Pull out each line of the listing below that contains the string "path", matching case exactly.

Supplied entries:
-- Start --

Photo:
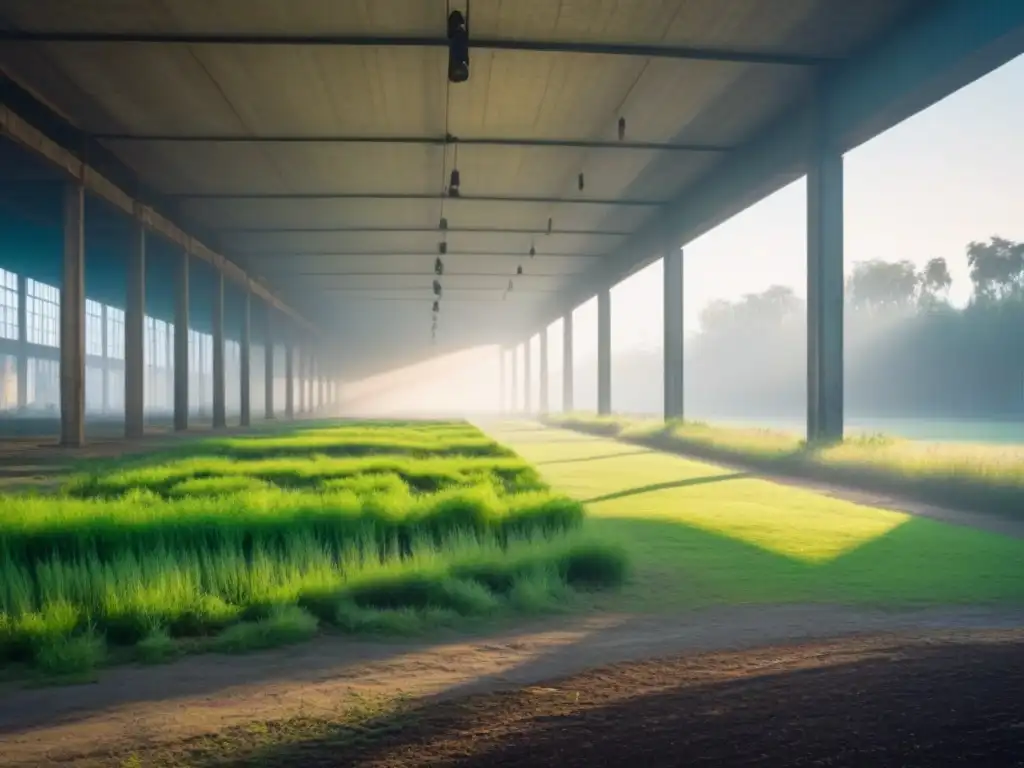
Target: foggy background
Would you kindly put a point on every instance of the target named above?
(935, 295)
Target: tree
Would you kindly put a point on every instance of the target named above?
(996, 268)
(935, 282)
(881, 285)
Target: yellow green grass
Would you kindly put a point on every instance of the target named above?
(240, 548)
(699, 535)
(970, 476)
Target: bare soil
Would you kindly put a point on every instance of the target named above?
(260, 709)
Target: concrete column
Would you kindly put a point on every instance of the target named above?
(502, 380)
(104, 351)
(515, 380)
(527, 376)
(567, 385)
(181, 343)
(824, 290)
(289, 380)
(268, 372)
(23, 342)
(73, 318)
(543, 371)
(135, 334)
(673, 336)
(245, 360)
(604, 352)
(219, 409)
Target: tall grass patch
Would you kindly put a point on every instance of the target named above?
(260, 541)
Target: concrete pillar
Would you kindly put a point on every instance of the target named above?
(245, 360)
(543, 370)
(181, 343)
(135, 333)
(268, 371)
(23, 342)
(567, 385)
(219, 406)
(527, 376)
(604, 352)
(73, 318)
(824, 290)
(502, 380)
(673, 335)
(515, 380)
(289, 380)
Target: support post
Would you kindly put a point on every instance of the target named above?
(268, 369)
(567, 384)
(73, 318)
(673, 338)
(219, 406)
(135, 333)
(181, 344)
(604, 352)
(245, 359)
(515, 380)
(289, 380)
(824, 288)
(543, 372)
(23, 342)
(502, 380)
(527, 375)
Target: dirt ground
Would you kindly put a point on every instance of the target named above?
(160, 711)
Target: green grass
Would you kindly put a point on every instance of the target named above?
(259, 541)
(698, 535)
(970, 476)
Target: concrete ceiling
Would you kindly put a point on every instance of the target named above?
(350, 229)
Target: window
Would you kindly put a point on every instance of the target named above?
(43, 313)
(93, 328)
(8, 305)
(115, 333)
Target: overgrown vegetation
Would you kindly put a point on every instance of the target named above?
(260, 541)
(974, 477)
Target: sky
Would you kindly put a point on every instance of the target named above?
(928, 186)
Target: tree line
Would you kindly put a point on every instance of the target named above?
(907, 351)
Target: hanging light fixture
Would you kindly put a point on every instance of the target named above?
(458, 35)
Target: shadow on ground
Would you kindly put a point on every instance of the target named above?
(859, 701)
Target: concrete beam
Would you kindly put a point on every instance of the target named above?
(944, 46)
(567, 384)
(73, 318)
(673, 334)
(604, 352)
(181, 343)
(135, 334)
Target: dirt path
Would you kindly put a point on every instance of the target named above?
(151, 706)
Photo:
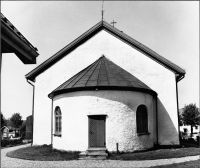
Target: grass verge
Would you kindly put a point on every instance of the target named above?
(156, 154)
(191, 164)
(43, 153)
(46, 153)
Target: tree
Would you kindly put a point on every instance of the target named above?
(16, 120)
(191, 116)
(3, 120)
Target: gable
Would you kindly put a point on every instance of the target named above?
(102, 25)
(103, 74)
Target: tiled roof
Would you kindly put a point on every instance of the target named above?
(112, 30)
(14, 29)
(103, 74)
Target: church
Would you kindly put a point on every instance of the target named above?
(103, 90)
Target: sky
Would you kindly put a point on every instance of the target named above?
(170, 28)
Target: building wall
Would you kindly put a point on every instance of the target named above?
(120, 108)
(188, 127)
(29, 127)
(141, 66)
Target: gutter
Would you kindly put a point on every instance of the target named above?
(12, 39)
(32, 108)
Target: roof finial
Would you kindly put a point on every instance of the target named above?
(102, 11)
(113, 22)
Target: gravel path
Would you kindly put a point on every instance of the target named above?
(7, 162)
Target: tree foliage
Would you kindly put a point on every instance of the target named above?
(191, 116)
(16, 120)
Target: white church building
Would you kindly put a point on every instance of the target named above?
(103, 89)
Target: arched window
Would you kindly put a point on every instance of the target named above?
(142, 119)
(58, 120)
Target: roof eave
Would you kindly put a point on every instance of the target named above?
(25, 52)
(97, 88)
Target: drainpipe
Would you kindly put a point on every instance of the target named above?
(178, 111)
(52, 123)
(0, 79)
(32, 107)
(156, 121)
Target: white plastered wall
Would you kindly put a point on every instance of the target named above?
(120, 108)
(159, 78)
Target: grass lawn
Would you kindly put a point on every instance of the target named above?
(191, 164)
(43, 153)
(157, 154)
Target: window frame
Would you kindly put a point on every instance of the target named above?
(57, 121)
(142, 120)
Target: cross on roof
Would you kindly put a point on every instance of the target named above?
(113, 22)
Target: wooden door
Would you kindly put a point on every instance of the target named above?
(96, 131)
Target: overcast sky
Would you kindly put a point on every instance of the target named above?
(170, 28)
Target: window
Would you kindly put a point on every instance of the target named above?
(58, 121)
(142, 120)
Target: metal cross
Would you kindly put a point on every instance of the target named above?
(102, 11)
(113, 22)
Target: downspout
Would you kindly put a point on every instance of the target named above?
(52, 123)
(156, 121)
(32, 108)
(178, 111)
(0, 79)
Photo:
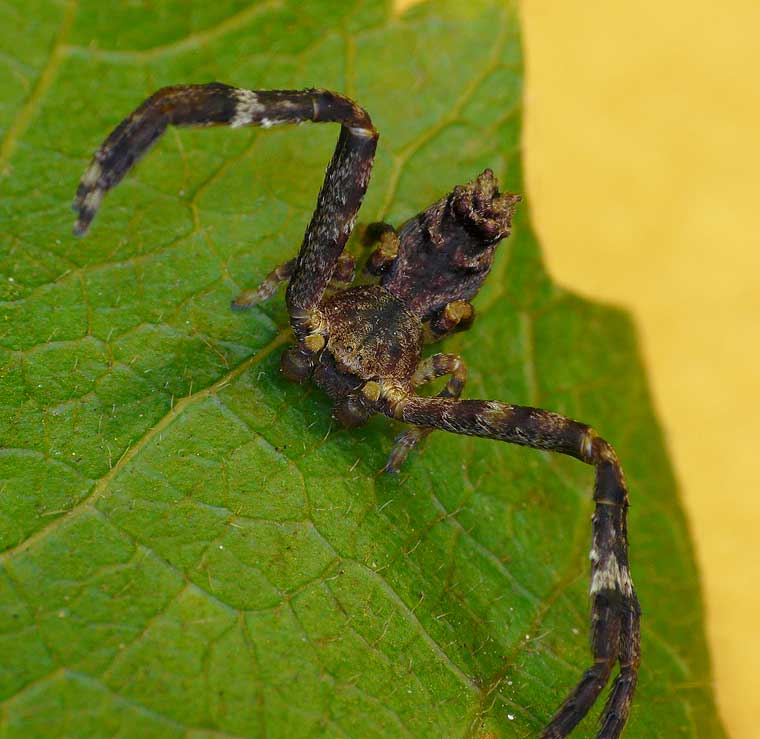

-- End --

Output for this task:
Target: dirt path
Target: gravel path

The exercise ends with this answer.